Assignment:
Among the records that follow, set down only the lines from the one containing "Target: utility pole" to the one containing "Target: distant building", both included, exactly.

───── Data shown ─────

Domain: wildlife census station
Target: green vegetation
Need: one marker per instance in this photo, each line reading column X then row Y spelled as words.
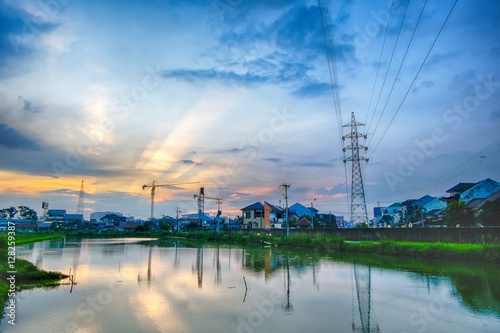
column 27, row 274
column 463, row 252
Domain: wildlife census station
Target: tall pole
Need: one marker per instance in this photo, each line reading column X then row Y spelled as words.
column 312, row 214
column 359, row 214
column 286, row 186
column 177, row 211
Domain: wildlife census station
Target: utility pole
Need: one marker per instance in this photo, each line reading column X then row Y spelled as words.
column 79, row 207
column 312, row 214
column 177, row 211
column 154, row 186
column 286, row 186
column 201, row 206
column 359, row 214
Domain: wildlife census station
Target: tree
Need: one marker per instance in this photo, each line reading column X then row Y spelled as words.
column 490, row 214
column 165, row 223
column 457, row 214
column 8, row 212
column 387, row 219
column 146, row 226
column 27, row 213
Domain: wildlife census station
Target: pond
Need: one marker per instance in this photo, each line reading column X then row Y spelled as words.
column 140, row 285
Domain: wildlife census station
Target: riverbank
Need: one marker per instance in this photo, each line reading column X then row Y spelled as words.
column 463, row 252
column 26, row 274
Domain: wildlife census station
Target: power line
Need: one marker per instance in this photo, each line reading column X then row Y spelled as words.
column 379, row 61
column 399, row 69
column 416, row 76
column 435, row 184
column 387, row 71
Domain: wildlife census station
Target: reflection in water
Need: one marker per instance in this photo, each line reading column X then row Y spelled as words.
column 362, row 277
column 218, row 277
column 199, row 266
column 283, row 291
column 287, row 305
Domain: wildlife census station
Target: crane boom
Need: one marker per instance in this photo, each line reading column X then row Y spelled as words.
column 153, row 191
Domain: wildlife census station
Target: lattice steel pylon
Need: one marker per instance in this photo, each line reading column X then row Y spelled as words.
column 359, row 214
column 79, row 207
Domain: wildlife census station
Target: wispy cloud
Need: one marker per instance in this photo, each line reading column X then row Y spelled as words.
column 12, row 139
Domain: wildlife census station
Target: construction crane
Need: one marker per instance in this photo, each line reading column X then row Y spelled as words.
column 201, row 206
column 153, row 190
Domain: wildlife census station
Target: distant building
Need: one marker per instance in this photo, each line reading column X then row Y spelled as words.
column 301, row 210
column 97, row 216
column 262, row 216
column 341, row 223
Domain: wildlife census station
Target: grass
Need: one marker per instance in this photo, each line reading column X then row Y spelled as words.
column 27, row 275
column 453, row 251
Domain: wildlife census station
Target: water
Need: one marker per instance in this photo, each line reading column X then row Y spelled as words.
column 128, row 285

─────

Response:
Target: utility pole
Need: one marker per instance in this photo, each line reading column X then row Y spelled as words.
column 79, row 207
column 312, row 214
column 177, row 211
column 154, row 186
column 286, row 186
column 201, row 206
column 359, row 214
Domain: wildlife census station
Target: tree
Need: one marker per instance in this photo, each line reading column X then row Y spelled as words.
column 490, row 214
column 165, row 223
column 457, row 214
column 8, row 212
column 387, row 219
column 146, row 226
column 27, row 213
Domain: wildlife census station
Target: pond
Need: one marker per instance in this photo, each line reading column X then row Y spelled as words.
column 140, row 285
Domain: wildlife census station
Target: riverbank
Need: one marker per instance in this photo, each line reading column X then row Y spelled as words.
column 463, row 252
column 26, row 274
Domain: wildlife census station
Target: power line
Need: one marker per instance in this photo, each line reading column X then row Y spelled as words.
column 379, row 61
column 399, row 69
column 416, row 76
column 435, row 184
column 387, row 71
Domain: wildlife census station
Target: reflection in water
Need: one marker per instance in this photo, each line reading column X then row Y spelled as words.
column 362, row 277
column 218, row 277
column 199, row 266
column 283, row 291
column 287, row 305
Domain: wildlife census station
Target: crane boom
Need: one marker per instance in this photo, each line reading column X then row Y spelled as words.
column 153, row 191
Domain: wildlife census station
Target: lattice steel pylon
Need: one marker per instance in this photo, each line reading column X then row Y spelled as words.
column 359, row 214
column 79, row 207
Domain: wildlife census station
Target: wispy cloud
Need: one marker per instance in this photo, each line reading column X then row Y spelled as words.
column 12, row 139
Domain: wildlife census station
Target: construction crane
Need: one marker per instance in this photo, each line reading column X then row Y spelled as words.
column 201, row 206
column 153, row 190
Domain: wildlife census station
Target: distant building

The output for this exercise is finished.